| AIM |
Lines before the one containing "For the benchmark, mark every instance of the stand" are excluded; print that line and every line after it through the end of the material below, exactly.

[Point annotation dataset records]
▼
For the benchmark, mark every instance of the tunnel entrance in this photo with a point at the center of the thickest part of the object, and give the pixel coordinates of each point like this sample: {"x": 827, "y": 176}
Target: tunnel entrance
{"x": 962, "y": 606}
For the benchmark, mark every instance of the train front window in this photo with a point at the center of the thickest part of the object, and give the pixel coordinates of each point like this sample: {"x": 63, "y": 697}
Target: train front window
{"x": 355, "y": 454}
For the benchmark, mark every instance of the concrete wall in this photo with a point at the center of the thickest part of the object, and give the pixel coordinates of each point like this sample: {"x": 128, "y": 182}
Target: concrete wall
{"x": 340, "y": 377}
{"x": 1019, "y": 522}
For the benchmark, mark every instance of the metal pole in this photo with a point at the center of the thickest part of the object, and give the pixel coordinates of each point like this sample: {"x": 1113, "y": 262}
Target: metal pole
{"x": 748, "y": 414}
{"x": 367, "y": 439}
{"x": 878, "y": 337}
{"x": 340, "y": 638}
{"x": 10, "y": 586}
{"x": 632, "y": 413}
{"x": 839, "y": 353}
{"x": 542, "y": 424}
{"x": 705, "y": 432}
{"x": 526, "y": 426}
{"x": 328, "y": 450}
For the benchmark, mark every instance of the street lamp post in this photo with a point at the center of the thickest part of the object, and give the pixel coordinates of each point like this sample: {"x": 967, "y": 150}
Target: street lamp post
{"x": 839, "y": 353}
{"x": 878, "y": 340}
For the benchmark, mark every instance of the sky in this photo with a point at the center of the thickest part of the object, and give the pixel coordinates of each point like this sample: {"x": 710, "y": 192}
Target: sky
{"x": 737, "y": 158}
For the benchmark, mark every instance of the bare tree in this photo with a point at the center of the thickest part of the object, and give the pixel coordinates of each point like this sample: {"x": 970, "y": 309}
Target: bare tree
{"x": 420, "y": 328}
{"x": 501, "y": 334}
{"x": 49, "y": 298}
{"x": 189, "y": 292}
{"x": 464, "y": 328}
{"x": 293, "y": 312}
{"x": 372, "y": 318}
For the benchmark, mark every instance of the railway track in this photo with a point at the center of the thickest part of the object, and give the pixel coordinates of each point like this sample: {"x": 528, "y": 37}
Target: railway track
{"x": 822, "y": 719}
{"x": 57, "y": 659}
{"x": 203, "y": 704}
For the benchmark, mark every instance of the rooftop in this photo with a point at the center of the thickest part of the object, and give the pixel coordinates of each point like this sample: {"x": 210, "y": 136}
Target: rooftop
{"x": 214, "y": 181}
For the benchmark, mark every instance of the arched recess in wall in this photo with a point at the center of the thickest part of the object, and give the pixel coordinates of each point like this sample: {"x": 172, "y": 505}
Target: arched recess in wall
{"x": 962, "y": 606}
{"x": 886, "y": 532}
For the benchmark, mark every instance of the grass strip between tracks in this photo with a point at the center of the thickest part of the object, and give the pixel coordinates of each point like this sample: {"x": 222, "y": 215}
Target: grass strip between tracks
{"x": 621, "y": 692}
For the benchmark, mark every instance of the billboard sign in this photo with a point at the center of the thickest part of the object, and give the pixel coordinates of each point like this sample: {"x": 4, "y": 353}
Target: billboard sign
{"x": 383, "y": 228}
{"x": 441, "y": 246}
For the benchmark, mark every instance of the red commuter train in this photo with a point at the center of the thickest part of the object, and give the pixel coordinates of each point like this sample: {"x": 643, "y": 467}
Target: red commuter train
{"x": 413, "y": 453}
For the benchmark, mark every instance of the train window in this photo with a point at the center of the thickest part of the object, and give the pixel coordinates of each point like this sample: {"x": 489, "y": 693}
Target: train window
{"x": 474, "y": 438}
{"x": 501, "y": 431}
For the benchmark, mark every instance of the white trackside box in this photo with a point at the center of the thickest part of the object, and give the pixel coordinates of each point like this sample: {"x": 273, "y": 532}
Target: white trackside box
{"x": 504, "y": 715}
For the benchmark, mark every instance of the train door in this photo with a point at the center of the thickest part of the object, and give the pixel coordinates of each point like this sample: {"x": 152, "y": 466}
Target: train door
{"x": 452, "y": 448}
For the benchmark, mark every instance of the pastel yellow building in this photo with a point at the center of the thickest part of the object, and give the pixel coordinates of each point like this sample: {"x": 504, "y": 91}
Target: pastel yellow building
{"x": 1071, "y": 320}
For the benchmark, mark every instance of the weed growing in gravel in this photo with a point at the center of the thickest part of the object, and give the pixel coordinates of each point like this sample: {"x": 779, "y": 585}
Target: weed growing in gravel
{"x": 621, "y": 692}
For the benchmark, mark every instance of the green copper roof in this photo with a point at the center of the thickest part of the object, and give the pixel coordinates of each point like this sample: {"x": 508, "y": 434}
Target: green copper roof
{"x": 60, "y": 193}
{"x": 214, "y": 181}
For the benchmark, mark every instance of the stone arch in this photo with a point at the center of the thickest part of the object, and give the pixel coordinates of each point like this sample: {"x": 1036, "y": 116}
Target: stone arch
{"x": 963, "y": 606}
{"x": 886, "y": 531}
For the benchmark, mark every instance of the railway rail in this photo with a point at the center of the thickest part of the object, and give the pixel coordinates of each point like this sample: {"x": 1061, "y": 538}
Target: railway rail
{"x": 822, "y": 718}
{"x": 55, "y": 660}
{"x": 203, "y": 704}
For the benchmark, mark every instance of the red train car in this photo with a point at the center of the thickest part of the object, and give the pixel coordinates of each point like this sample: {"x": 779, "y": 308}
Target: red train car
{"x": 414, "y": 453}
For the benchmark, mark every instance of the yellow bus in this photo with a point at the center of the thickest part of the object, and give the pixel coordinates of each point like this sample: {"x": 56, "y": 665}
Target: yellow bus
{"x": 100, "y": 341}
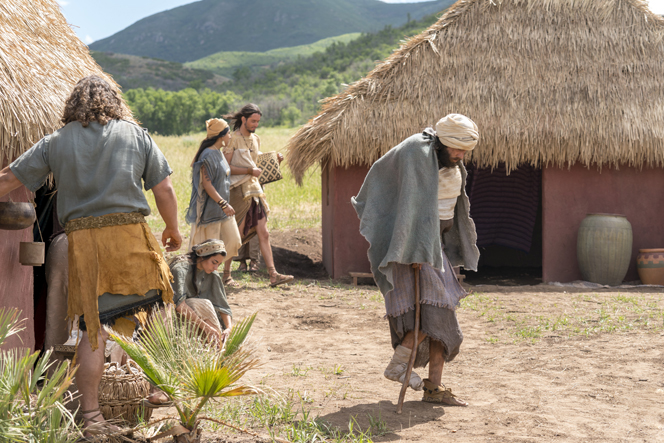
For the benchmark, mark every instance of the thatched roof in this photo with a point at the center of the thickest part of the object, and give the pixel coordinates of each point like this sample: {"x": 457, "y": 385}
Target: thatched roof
{"x": 41, "y": 59}
{"x": 547, "y": 82}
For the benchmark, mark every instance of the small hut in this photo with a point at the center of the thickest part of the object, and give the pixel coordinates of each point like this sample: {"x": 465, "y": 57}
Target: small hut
{"x": 567, "y": 95}
{"x": 41, "y": 59}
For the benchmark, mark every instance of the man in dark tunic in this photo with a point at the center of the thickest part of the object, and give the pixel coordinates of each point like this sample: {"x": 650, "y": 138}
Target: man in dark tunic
{"x": 101, "y": 162}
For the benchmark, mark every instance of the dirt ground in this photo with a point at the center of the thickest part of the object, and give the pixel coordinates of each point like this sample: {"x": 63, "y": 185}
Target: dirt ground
{"x": 328, "y": 341}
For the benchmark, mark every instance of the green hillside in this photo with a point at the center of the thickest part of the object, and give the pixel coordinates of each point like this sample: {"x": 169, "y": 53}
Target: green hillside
{"x": 288, "y": 94}
{"x": 131, "y": 72}
{"x": 202, "y": 28}
{"x": 230, "y": 63}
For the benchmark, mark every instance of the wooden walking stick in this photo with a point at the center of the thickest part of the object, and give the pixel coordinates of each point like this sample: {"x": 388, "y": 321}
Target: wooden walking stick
{"x": 413, "y": 353}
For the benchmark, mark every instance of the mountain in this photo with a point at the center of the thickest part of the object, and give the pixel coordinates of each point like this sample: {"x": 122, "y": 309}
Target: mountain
{"x": 131, "y": 71}
{"x": 203, "y": 28}
{"x": 227, "y": 63}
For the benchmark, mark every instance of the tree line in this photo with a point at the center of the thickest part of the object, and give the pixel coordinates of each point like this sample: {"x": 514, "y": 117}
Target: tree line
{"x": 288, "y": 94}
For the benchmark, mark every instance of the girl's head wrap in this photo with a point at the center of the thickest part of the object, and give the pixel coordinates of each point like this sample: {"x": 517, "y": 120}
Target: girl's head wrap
{"x": 216, "y": 126}
{"x": 210, "y": 247}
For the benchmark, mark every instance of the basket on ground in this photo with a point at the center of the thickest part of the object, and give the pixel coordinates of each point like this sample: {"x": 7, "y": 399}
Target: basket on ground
{"x": 121, "y": 393}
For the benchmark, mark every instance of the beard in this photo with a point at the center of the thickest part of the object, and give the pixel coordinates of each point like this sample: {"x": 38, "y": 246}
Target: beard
{"x": 444, "y": 159}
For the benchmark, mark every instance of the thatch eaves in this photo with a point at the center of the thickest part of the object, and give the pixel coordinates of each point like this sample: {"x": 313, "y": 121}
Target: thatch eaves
{"x": 41, "y": 59}
{"x": 548, "y": 82}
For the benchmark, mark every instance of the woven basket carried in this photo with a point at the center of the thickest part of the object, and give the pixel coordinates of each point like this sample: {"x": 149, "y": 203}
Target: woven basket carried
{"x": 269, "y": 163}
{"x": 121, "y": 393}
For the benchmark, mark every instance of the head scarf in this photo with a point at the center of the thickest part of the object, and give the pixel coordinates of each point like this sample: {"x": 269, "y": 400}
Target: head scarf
{"x": 210, "y": 247}
{"x": 216, "y": 126}
{"x": 458, "y": 132}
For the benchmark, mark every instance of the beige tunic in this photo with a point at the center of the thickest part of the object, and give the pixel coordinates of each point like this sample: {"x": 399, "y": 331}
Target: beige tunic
{"x": 449, "y": 189}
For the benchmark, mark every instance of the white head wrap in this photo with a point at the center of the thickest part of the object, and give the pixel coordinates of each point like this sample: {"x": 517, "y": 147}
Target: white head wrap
{"x": 211, "y": 247}
{"x": 458, "y": 132}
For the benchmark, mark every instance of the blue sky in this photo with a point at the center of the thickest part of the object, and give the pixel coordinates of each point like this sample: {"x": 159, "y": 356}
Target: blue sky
{"x": 96, "y": 19}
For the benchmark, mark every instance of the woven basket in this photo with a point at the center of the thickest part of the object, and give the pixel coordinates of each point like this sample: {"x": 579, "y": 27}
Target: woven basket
{"x": 121, "y": 393}
{"x": 269, "y": 163}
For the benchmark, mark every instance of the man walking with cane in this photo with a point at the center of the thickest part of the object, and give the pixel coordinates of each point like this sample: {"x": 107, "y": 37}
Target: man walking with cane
{"x": 412, "y": 198}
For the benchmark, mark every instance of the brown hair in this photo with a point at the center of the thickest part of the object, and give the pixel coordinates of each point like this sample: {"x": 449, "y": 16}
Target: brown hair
{"x": 93, "y": 99}
{"x": 247, "y": 111}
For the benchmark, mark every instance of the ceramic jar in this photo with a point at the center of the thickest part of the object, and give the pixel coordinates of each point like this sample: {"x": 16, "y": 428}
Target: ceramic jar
{"x": 604, "y": 248}
{"x": 650, "y": 264}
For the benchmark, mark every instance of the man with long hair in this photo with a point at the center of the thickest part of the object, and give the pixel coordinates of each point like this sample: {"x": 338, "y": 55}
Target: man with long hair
{"x": 411, "y": 204}
{"x": 247, "y": 196}
{"x": 100, "y": 161}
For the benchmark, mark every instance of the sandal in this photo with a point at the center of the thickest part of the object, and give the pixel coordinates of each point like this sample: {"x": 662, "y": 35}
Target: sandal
{"x": 254, "y": 266}
{"x": 440, "y": 394}
{"x": 277, "y": 279}
{"x": 228, "y": 280}
{"x": 101, "y": 427}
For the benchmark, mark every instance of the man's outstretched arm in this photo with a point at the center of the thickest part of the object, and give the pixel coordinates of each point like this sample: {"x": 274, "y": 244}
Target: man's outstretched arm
{"x": 167, "y": 204}
{"x": 8, "y": 181}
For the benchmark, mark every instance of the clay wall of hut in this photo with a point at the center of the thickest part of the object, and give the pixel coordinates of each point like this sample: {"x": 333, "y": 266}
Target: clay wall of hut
{"x": 569, "y": 87}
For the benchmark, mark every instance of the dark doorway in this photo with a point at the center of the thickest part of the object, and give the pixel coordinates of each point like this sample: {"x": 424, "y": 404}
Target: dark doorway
{"x": 507, "y": 211}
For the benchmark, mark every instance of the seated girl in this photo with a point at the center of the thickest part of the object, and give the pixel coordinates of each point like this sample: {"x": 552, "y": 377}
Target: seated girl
{"x": 198, "y": 291}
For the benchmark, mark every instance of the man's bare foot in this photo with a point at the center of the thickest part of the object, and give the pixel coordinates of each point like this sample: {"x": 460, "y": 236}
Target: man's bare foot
{"x": 95, "y": 424}
{"x": 157, "y": 399}
{"x": 440, "y": 394}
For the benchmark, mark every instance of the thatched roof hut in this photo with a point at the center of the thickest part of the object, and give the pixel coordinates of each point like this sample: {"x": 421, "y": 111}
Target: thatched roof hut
{"x": 571, "y": 89}
{"x": 41, "y": 59}
{"x": 547, "y": 81}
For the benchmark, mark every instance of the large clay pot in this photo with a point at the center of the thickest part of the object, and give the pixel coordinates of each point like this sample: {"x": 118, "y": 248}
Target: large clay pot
{"x": 604, "y": 248}
{"x": 650, "y": 264}
{"x": 14, "y": 216}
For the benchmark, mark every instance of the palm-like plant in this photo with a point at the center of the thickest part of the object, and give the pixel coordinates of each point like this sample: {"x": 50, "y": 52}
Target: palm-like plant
{"x": 191, "y": 370}
{"x": 28, "y": 412}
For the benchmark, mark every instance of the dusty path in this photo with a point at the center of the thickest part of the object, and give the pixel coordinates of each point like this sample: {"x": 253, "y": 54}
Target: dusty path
{"x": 537, "y": 363}
{"x": 605, "y": 387}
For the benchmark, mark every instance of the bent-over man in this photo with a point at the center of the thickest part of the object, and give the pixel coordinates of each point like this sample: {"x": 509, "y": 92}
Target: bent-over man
{"x": 412, "y": 198}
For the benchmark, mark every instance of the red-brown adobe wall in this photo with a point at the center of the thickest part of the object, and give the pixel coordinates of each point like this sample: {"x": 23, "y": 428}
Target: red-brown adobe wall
{"x": 16, "y": 279}
{"x": 344, "y": 248}
{"x": 569, "y": 194}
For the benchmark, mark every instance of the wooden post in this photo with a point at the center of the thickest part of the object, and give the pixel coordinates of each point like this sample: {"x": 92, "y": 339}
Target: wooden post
{"x": 413, "y": 353}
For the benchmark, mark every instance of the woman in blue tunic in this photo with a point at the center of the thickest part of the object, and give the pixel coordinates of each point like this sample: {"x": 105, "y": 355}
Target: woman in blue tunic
{"x": 209, "y": 213}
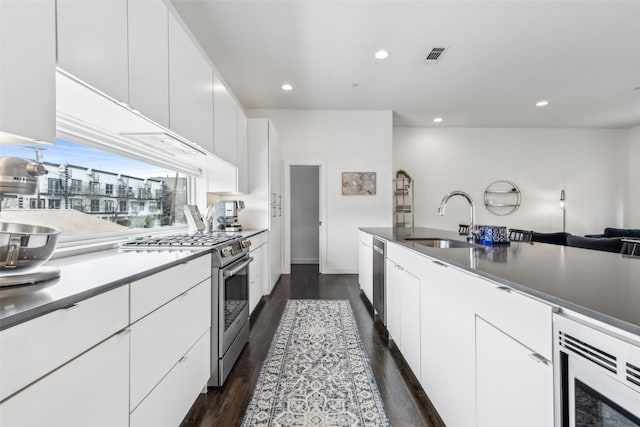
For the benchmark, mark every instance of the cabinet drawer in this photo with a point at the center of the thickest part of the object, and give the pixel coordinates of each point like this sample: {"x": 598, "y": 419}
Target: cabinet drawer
{"x": 159, "y": 340}
{"x": 151, "y": 292}
{"x": 32, "y": 349}
{"x": 90, "y": 390}
{"x": 170, "y": 401}
{"x": 523, "y": 318}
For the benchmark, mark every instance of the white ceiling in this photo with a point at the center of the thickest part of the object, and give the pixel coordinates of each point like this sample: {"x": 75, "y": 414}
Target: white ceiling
{"x": 583, "y": 56}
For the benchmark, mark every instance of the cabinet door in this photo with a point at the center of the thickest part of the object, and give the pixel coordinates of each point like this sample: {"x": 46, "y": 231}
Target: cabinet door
{"x": 514, "y": 385}
{"x": 92, "y": 390}
{"x": 243, "y": 161}
{"x": 149, "y": 59}
{"x": 256, "y": 276}
{"x": 393, "y": 279}
{"x": 92, "y": 44}
{"x": 225, "y": 123}
{"x": 190, "y": 88}
{"x": 161, "y": 338}
{"x": 32, "y": 349}
{"x": 365, "y": 270}
{"x": 170, "y": 401}
{"x": 447, "y": 335}
{"x": 27, "y": 80}
{"x": 410, "y": 320}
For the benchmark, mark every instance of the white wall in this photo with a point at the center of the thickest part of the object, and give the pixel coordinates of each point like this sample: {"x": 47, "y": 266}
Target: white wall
{"x": 305, "y": 214}
{"x": 338, "y": 141}
{"x": 590, "y": 164}
{"x": 632, "y": 219}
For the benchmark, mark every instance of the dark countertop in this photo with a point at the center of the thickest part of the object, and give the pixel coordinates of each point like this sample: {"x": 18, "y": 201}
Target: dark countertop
{"x": 85, "y": 276}
{"x": 601, "y": 285}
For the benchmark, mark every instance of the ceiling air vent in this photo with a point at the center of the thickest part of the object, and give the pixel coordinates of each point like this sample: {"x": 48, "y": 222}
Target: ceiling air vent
{"x": 434, "y": 55}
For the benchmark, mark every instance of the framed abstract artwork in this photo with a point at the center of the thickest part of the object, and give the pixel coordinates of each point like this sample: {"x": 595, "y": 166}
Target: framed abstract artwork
{"x": 358, "y": 183}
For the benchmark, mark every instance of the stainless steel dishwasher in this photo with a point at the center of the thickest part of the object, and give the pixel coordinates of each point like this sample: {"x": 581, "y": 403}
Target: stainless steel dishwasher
{"x": 379, "y": 288}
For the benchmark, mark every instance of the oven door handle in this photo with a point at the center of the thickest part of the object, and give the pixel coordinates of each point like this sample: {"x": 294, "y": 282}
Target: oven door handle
{"x": 236, "y": 269}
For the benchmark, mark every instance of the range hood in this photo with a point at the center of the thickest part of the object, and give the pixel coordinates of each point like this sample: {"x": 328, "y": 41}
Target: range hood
{"x": 166, "y": 142}
{"x": 85, "y": 113}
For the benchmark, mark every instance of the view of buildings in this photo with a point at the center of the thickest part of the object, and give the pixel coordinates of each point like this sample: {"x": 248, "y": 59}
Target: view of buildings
{"x": 126, "y": 200}
{"x": 102, "y": 184}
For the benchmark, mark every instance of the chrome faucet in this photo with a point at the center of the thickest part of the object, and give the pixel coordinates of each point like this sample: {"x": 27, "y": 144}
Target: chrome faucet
{"x": 472, "y": 225}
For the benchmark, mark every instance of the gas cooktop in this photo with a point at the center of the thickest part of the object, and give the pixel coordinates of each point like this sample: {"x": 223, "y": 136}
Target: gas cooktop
{"x": 186, "y": 240}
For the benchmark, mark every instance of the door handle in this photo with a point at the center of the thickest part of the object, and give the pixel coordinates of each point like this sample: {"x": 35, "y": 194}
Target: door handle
{"x": 235, "y": 270}
{"x": 539, "y": 358}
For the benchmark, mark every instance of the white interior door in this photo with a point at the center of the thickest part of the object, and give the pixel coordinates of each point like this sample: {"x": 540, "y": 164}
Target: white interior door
{"x": 321, "y": 224}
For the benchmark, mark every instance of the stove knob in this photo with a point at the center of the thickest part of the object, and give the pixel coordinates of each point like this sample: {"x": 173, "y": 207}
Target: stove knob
{"x": 227, "y": 251}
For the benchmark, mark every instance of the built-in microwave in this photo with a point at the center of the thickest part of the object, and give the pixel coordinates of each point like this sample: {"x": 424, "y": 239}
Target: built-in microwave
{"x": 597, "y": 376}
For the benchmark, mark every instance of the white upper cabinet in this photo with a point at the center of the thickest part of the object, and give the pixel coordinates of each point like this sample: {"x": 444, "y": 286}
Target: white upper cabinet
{"x": 149, "y": 59}
{"x": 225, "y": 121}
{"x": 190, "y": 88}
{"x": 92, "y": 44}
{"x": 27, "y": 79}
{"x": 243, "y": 159}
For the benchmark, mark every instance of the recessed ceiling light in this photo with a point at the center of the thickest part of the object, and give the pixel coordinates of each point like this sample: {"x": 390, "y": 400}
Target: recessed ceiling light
{"x": 381, "y": 54}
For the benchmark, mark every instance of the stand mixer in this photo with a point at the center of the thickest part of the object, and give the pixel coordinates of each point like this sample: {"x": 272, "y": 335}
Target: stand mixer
{"x": 24, "y": 248}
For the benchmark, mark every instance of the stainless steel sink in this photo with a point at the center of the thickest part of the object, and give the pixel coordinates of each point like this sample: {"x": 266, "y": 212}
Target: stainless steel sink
{"x": 439, "y": 243}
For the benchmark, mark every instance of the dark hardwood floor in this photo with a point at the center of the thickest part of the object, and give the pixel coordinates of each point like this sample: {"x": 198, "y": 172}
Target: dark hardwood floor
{"x": 403, "y": 397}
▲
| TASK ANSWER |
For the benchmark, mark every instance of the stand mixer in this photo with a point at the center of the thickest part of the object, and give the pixel coordinates of each point like this sample: {"x": 272, "y": 335}
Target: stand mixer
{"x": 24, "y": 248}
For the benchmark, mark every instance of the stainless steel sink in this photo with a point at the center of the thickest part of the object, and give the pixel coordinates of each point like this sample: {"x": 266, "y": 212}
Target: stainless steel sink
{"x": 439, "y": 243}
For the benchmark, mark every instance of the dark hardwood floor in this photo with a point at the center of the thickest part of the object, and give the pixel coordinates of each point like this sample: {"x": 198, "y": 172}
Target: dark hardwood floor
{"x": 403, "y": 397}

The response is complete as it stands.